SOURCE EXTRACT:

On the origins of leukaemia

Revealing the causes of a rare and aggressive disease
14 apr 2021

Researchers identify the cells that can sustain immune cell differentiation in the thymus and lead to leukaemia initiation, long before the disease manifests. The study published in Cell Reports reveals that these precursor cells ensure that the thymus keeps generating T cells, even in conditions that should compromise this function. But this entails serious consequences: the appearance of abnormal cells, which accumulate errors and trigger leukaemia initiation.

The thymus (an organ located above the heart) is responsible for the production of T cells, a type of immune cell that protects us from infections and cancer. In normal conditions, T cells develop from precursor cells generated in the bone marrow, which travel to the thymus to mature. “Studying the mouse thymus, we found that, if bone marrow precursors are compromised, some precursor T cells can self-renew over prolonged periods of time. This enables T cell differentiation to carry on autonomously in the thymus”, reveals Vera Martins, principal investigator at IGC and leader of the project.

Previous work developed by the team showed that T cell development depends on cell competition: younger precursor cells, which have been in the thymus for a short time, outcompete older precursors and replace them. If cell competition is compromised, leukaemia emerges. “We sought to determine which cells maintain T cell development if cell competition is impaired. And not only we identified those cells, which are rare, but also, we demonstrated that these conditions enable the emergence of abnormal cells, which originate leukaemia. This is important for us to understand how cells otherwise healthy change their cellular programs and decide to become leukemic in the first place”, explains Vera Martins.

SOURCE INFORMATION:

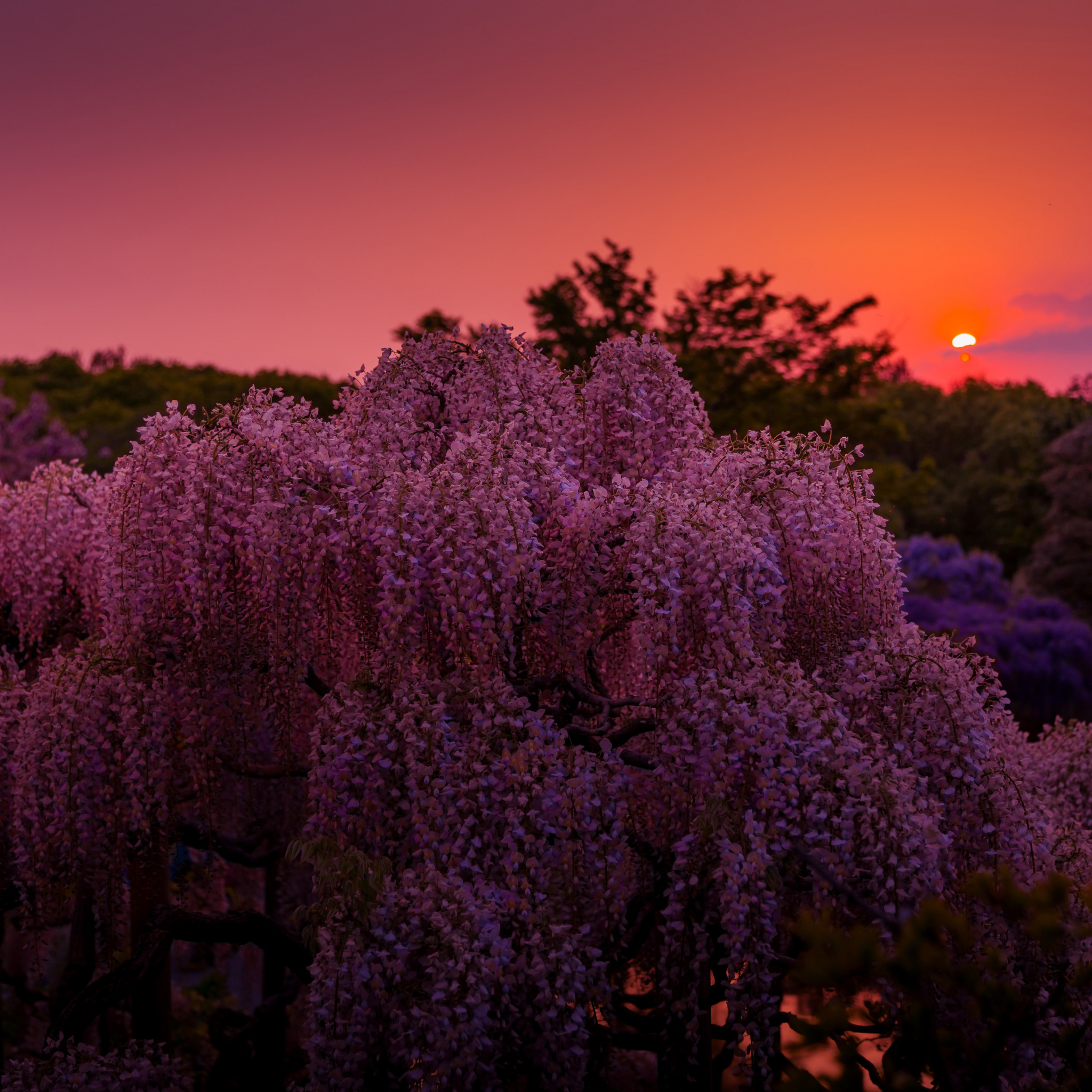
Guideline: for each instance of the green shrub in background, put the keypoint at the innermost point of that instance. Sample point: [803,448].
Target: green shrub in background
[104,404]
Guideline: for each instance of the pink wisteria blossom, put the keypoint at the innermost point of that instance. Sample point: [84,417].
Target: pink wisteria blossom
[587,685]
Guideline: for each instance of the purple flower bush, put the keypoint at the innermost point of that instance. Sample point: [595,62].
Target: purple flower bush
[591,706]
[1042,654]
[29,438]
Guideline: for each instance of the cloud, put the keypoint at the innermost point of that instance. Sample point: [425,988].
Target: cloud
[1054,303]
[1044,341]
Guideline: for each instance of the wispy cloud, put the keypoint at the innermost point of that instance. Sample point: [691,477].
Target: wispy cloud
[1054,303]
[1044,341]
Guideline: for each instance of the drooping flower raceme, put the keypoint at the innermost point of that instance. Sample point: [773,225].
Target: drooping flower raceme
[601,687]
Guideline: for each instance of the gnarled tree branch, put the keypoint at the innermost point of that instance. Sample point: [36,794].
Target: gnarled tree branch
[166,925]
[239,851]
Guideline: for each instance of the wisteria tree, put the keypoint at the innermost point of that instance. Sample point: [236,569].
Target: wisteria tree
[591,704]
[29,437]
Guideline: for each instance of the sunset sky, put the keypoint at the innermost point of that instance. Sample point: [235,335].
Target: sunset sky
[275,184]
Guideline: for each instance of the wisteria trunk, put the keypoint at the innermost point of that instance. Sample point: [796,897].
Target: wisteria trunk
[150,887]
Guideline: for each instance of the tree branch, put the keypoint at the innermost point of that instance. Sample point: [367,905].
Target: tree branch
[266,771]
[315,683]
[166,925]
[825,874]
[239,851]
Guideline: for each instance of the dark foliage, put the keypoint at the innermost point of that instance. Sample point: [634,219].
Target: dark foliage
[1041,652]
[105,403]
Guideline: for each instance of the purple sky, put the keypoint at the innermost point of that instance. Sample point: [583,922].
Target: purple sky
[280,184]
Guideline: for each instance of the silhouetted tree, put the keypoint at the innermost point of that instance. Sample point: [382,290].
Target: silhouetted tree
[600,302]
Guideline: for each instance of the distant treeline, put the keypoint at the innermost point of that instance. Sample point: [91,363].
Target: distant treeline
[966,463]
[106,402]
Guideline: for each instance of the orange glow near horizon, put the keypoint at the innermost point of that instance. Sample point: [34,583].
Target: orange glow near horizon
[260,185]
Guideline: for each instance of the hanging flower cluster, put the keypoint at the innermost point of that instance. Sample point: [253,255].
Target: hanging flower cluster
[607,700]
[29,437]
[137,1068]
[51,555]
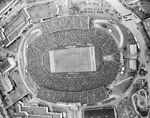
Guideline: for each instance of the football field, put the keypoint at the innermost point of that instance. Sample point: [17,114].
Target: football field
[72,60]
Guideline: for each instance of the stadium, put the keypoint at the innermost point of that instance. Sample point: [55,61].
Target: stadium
[68,61]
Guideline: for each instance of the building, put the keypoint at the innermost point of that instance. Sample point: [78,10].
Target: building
[12,28]
[42,11]
[146,23]
[100,113]
[7,65]
[133,51]
[133,64]
[5,84]
[34,112]
[145,6]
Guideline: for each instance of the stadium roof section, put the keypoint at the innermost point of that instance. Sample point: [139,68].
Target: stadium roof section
[14,26]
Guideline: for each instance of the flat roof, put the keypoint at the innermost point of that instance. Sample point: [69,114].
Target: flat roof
[4,66]
[100,113]
[72,60]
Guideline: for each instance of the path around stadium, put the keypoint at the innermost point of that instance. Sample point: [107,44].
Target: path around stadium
[133,27]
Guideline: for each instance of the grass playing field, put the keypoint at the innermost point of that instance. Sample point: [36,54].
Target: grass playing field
[72,60]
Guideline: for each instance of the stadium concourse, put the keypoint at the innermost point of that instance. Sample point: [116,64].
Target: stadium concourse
[70,39]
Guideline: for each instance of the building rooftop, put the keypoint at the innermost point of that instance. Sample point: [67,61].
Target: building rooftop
[6,65]
[100,113]
[36,111]
[146,23]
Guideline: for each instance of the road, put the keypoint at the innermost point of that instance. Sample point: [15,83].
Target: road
[133,27]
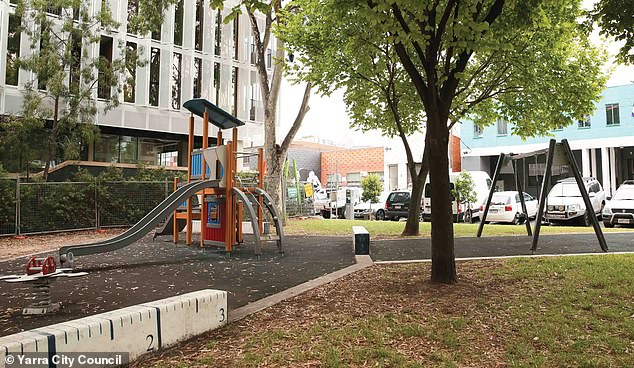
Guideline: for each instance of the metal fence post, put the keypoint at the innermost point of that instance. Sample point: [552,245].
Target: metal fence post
[96,205]
[17,205]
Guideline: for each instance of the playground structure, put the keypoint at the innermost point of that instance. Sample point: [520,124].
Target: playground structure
[556,153]
[211,175]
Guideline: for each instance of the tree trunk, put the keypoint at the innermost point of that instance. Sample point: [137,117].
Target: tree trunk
[412,226]
[442,240]
[52,143]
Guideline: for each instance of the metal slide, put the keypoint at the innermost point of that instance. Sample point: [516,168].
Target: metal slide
[140,229]
[168,226]
[254,219]
[268,202]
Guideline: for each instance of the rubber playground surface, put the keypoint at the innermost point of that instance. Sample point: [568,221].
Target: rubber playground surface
[150,270]
[154,269]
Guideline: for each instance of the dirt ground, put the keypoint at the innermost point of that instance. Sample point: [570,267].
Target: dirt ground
[156,268]
[12,247]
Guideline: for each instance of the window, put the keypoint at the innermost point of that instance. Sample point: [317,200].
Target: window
[13,50]
[107,148]
[75,65]
[502,126]
[168,158]
[253,57]
[234,91]
[198,32]
[379,174]
[105,54]
[156,34]
[128,149]
[236,37]
[585,122]
[45,39]
[155,71]
[254,92]
[133,11]
[178,23]
[612,114]
[177,61]
[333,179]
[198,72]
[217,82]
[218,33]
[477,131]
[129,86]
[353,179]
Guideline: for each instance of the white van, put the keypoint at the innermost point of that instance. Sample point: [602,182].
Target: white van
[482,185]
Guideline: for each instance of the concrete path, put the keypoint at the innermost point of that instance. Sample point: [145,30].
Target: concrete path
[419,249]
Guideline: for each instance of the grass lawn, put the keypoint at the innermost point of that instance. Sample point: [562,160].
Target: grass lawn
[542,312]
[384,229]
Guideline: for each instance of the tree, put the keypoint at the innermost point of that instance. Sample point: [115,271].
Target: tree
[616,18]
[531,63]
[274,153]
[377,90]
[464,191]
[372,189]
[67,80]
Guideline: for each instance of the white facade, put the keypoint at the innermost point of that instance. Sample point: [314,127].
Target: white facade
[140,115]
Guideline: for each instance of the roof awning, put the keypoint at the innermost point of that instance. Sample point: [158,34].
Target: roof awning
[217,116]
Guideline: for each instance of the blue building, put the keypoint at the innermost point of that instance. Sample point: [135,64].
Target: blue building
[603,145]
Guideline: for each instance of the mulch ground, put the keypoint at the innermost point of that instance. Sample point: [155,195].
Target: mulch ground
[153,269]
[399,290]
[11,247]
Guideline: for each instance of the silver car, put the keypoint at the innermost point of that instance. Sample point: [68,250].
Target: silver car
[565,203]
[620,208]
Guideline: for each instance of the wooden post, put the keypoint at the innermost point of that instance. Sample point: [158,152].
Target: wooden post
[240,209]
[203,172]
[543,193]
[175,228]
[234,171]
[584,194]
[261,186]
[518,186]
[229,199]
[483,215]
[190,149]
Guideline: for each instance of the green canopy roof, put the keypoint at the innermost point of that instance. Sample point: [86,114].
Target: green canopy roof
[217,116]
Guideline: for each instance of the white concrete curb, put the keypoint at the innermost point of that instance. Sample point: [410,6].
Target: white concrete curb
[504,257]
[135,330]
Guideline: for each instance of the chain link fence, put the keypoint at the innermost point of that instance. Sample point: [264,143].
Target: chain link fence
[8,189]
[28,208]
[296,202]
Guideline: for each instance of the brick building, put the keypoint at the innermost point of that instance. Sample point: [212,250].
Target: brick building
[349,166]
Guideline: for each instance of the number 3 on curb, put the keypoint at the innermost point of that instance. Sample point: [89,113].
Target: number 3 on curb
[151,338]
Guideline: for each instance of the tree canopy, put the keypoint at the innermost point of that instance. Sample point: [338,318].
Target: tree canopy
[616,18]
[530,62]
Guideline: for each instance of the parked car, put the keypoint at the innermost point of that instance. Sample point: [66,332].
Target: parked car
[506,207]
[481,185]
[620,208]
[366,210]
[456,209]
[564,203]
[396,206]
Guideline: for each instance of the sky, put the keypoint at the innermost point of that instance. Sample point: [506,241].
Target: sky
[328,120]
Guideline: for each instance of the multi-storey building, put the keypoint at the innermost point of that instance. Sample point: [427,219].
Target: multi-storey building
[194,54]
[603,144]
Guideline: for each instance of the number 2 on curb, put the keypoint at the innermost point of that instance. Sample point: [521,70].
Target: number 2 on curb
[150,346]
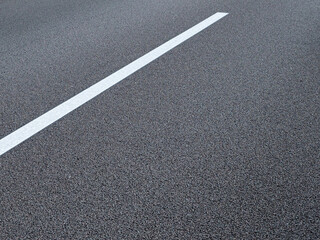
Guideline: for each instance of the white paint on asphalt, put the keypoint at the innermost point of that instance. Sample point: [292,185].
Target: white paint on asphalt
[73,103]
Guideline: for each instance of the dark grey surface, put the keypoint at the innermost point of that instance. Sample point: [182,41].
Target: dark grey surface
[218,139]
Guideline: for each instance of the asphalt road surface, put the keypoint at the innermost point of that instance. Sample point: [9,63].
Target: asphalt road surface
[216,139]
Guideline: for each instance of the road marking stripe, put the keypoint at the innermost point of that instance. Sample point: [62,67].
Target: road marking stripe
[35,126]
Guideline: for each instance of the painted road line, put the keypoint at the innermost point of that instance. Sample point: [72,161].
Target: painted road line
[73,103]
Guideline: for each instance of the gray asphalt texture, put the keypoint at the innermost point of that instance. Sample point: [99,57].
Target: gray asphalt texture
[217,139]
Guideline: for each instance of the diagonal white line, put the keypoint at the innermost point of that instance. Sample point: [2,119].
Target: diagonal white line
[35,126]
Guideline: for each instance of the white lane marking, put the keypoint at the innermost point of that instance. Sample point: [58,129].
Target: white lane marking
[35,126]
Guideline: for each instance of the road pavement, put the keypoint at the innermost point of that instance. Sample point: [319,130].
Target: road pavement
[216,139]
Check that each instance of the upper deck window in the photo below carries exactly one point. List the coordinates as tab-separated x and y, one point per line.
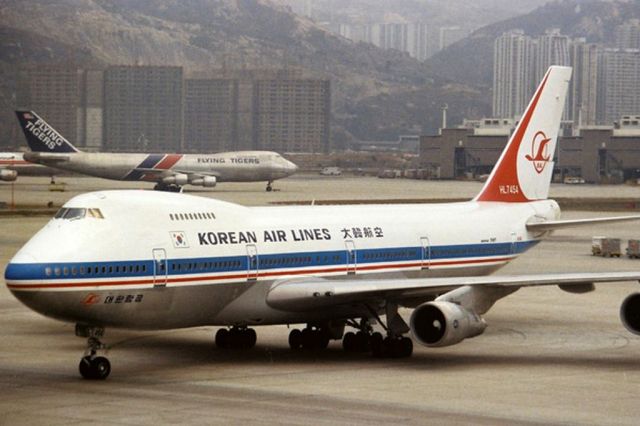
78	213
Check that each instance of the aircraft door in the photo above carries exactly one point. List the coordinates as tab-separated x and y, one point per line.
160	269
351	257
252	262
425	252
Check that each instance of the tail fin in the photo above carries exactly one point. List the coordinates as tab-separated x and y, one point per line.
41	137
525	167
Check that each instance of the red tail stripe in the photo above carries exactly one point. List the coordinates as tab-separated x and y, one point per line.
506	173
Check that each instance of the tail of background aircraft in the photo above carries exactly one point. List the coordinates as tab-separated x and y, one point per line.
525	167
41	137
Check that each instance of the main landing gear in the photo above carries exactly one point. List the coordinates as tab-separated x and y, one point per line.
93	367
310	338
167	188
236	338
394	345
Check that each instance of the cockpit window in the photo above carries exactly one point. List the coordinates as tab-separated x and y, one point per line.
75	213
95	213
78	213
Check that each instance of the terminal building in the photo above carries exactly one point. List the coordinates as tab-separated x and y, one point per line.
598	154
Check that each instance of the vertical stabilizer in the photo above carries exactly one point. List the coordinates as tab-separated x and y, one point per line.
41	137
525	167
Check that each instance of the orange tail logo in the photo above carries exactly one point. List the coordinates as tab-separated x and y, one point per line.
539	155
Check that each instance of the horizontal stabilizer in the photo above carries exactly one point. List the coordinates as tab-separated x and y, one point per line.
550	225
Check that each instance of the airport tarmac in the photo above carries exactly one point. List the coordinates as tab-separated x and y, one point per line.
546	357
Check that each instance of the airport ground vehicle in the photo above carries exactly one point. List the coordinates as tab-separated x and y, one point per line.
605	247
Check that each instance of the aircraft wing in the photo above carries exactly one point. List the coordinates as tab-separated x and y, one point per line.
551	225
310	293
172	172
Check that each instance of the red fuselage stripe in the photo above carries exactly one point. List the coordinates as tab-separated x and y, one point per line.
169	161
250	274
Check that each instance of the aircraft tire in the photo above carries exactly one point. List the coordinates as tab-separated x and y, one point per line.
100	368
249	338
349	342
376	344
85	367
295	339
222	338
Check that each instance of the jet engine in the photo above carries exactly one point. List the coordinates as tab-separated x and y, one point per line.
8	175
438	324
179	179
206	181
630	313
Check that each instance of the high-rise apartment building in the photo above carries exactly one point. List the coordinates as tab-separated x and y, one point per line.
53	91
627	35
91	123
292	115
418	40
143	108
513	73
210	115
552	48
583	89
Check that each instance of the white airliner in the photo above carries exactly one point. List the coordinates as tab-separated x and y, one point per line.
12	164
169	171
149	260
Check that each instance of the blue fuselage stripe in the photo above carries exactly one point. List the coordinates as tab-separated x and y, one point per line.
240	263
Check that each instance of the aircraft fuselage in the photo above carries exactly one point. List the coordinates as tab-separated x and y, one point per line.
190	261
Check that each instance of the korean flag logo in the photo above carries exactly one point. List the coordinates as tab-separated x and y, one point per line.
179	239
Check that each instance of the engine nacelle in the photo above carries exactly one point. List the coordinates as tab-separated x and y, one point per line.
179	179
438	324
206	181
630	313
8	175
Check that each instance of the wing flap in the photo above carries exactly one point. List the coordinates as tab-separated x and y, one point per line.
312	293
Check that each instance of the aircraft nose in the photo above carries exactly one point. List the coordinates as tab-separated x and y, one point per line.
291	167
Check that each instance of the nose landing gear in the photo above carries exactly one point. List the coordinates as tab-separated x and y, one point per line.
93	367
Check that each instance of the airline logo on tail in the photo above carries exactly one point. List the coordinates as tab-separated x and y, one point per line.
539	146
525	167
41	137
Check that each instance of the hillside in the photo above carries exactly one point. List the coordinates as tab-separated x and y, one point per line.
471	59
205	34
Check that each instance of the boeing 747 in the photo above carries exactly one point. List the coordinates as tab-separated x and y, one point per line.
169	171
149	260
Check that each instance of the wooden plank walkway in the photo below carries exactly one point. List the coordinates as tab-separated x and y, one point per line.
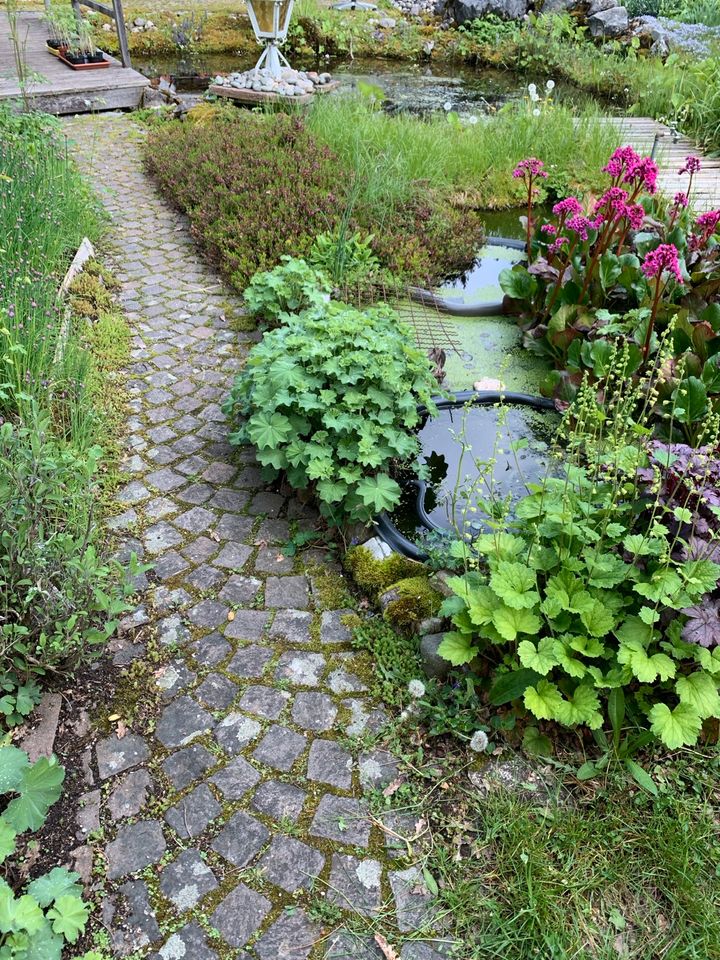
58	89
640	132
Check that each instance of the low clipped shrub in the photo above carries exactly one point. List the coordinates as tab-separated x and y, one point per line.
330	399
257	187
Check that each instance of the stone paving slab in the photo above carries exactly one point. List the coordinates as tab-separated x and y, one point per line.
226	827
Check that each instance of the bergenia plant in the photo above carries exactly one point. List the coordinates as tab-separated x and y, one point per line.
623	266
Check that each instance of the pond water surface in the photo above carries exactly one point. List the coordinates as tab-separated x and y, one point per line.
509	448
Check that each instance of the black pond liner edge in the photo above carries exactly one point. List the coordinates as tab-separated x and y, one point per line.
383	523
431	299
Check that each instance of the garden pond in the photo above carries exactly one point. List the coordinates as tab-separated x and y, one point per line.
477	447
414	87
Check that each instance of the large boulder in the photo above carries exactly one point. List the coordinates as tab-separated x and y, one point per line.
609	23
464	10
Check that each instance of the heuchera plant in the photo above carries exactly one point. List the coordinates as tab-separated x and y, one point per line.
622	268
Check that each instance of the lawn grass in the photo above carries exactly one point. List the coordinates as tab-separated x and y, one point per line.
394	154
606	872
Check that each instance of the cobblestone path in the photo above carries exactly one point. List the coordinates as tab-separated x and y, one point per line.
235	828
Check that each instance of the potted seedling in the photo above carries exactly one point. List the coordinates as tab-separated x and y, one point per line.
62	28
83	54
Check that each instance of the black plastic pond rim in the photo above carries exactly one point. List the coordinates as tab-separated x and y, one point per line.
427	297
482	398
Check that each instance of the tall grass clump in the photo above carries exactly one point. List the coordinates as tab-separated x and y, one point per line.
58	597
393	154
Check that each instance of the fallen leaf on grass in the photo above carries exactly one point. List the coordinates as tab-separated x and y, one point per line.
387	951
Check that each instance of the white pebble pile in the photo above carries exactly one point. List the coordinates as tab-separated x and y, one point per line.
290	83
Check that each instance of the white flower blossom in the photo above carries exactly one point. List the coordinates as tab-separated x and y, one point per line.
479	741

APPLY WHAT YOU READ:
**A)** Answer these questions using the article on the origins of leukaemia:
(i) In which journal was the study published?
(ii) Where in the body is the thymus located?
(iii) According to the team's previous work, which precursor cells outcompete older precursors and replace them?
**B)** Write the next paragraph of the article on the origins of leukaemia, picking up right after its final sentence.

RESULTS FOR THE EXERCISE:
**A)**
(i) Cell Reports
(ii) Above the heart
(iii) Younger precursor cells, which have been in the thymus for a short time

**B)**
According to Rafael Paiva, first author of the study, “the leukaemia that develops in mice is very similar to the disease that develops in humans, making the mice an essential model to study the causes of this disease. This is impossible to achieve by directly studying humans or by using simpler systems like cell cultures.” This study results from several years of research conducted by the team and relies on cutting edge technology, that can access the information of individual cells among thousands. “This technology is what allowed us to identify this very reduced and aberrant group of cells, which would never be visible otherwise among the millions of other cells that remain normal in the thymus.”